start Record extracts

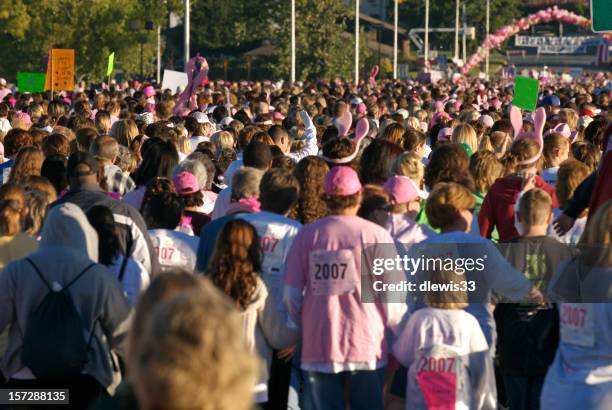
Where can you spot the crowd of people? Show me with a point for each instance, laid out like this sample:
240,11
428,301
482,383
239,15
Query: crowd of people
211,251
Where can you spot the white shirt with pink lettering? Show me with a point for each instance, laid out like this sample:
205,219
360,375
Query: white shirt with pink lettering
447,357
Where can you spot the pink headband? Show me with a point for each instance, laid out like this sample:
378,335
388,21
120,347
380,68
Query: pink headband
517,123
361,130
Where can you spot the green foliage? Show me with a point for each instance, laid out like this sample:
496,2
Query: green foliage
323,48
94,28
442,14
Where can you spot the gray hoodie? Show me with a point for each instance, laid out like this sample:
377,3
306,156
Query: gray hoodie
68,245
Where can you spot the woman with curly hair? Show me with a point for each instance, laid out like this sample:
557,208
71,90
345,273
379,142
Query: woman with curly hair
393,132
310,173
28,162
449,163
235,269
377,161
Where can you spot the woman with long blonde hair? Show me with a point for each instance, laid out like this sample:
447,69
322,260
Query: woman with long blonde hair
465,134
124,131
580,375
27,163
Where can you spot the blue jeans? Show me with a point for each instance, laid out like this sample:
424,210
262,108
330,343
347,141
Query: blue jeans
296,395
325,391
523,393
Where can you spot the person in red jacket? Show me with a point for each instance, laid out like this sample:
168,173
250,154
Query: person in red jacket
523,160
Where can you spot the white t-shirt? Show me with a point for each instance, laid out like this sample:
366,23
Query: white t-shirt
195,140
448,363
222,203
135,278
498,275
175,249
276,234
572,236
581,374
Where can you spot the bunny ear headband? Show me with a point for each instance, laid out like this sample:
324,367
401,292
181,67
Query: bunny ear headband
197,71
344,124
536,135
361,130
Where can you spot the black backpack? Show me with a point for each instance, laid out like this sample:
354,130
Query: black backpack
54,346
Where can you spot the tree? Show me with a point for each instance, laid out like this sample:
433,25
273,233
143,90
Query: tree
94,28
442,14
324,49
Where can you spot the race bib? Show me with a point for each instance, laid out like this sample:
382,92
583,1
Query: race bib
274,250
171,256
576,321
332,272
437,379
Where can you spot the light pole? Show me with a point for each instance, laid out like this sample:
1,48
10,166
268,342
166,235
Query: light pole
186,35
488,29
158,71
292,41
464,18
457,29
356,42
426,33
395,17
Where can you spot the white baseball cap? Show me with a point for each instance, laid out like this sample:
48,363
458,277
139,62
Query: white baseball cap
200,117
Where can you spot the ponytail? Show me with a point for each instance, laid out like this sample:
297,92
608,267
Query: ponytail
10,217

end Record extracts
start Record extracts

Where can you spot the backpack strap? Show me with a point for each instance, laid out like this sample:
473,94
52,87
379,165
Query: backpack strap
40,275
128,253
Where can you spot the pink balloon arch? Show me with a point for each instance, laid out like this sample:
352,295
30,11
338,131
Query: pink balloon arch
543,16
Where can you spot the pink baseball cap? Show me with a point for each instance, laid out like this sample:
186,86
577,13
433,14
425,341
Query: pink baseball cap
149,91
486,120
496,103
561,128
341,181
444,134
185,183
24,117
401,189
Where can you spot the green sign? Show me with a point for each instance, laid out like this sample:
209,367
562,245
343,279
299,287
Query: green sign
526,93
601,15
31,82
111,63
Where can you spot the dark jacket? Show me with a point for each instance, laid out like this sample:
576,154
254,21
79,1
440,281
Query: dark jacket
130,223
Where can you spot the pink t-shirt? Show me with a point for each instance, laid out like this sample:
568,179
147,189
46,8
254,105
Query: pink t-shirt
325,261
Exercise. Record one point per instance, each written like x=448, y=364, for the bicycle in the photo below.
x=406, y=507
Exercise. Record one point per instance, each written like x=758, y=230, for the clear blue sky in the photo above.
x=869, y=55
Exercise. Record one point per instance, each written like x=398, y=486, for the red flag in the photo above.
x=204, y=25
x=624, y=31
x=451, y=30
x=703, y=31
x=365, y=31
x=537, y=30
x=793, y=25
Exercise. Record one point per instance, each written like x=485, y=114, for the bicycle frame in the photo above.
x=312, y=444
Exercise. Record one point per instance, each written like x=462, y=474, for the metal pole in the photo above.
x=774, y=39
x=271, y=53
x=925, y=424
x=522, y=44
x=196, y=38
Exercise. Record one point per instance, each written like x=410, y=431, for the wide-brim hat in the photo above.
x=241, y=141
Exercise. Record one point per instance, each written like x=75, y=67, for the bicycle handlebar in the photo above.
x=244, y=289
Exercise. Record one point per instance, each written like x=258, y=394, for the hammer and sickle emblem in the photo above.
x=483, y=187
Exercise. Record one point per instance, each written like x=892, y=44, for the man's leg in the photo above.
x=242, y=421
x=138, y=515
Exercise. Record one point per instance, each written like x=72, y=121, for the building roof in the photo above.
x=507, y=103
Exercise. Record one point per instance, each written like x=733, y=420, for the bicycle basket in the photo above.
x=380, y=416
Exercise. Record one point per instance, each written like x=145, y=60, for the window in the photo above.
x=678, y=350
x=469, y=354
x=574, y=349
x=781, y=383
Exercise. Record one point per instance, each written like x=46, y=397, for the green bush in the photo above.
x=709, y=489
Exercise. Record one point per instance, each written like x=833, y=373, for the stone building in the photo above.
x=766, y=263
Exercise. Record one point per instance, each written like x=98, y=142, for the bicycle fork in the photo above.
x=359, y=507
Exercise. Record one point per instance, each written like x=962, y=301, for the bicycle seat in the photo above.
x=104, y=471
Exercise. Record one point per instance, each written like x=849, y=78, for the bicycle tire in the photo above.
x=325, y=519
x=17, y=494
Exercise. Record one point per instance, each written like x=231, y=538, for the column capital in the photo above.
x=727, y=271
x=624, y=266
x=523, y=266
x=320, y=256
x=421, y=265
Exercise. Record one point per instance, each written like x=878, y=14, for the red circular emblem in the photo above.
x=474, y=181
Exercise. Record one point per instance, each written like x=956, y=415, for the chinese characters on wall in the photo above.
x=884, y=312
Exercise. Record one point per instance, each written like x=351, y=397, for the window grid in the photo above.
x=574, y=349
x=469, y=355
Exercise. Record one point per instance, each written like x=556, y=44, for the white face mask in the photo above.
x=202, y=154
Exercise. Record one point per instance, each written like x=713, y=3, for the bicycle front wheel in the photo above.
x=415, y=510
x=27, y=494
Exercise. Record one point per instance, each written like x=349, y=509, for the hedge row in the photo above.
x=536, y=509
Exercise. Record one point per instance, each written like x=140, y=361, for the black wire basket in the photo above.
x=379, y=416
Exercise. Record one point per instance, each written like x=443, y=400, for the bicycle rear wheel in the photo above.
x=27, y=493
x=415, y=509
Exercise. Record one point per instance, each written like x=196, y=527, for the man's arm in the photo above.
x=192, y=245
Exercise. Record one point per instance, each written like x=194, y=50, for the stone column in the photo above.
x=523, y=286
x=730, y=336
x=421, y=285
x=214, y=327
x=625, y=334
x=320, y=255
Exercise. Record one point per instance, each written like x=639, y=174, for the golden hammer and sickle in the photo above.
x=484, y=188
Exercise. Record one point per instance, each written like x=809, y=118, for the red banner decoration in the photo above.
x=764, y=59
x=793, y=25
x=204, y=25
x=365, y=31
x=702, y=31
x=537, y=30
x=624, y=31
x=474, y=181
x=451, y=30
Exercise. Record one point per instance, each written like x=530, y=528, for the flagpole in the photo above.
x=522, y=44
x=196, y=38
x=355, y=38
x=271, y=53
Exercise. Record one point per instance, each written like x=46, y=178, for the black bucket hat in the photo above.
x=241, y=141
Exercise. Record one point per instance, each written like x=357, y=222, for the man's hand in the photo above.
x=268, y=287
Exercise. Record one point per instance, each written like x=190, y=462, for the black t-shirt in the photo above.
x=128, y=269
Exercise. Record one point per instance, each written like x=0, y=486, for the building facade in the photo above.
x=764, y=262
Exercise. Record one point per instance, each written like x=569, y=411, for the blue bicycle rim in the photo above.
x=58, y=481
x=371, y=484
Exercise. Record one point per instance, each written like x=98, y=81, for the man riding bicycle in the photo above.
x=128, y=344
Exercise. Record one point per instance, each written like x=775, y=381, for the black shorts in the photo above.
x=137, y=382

end Record extracts

| What the task asks |
Report every line of the material above that contains the word "tree", matching case exactly.

| Answer to this task |
Where can you spot the tree? Show me with a point for each instance, laid out like this sample:
Query: tree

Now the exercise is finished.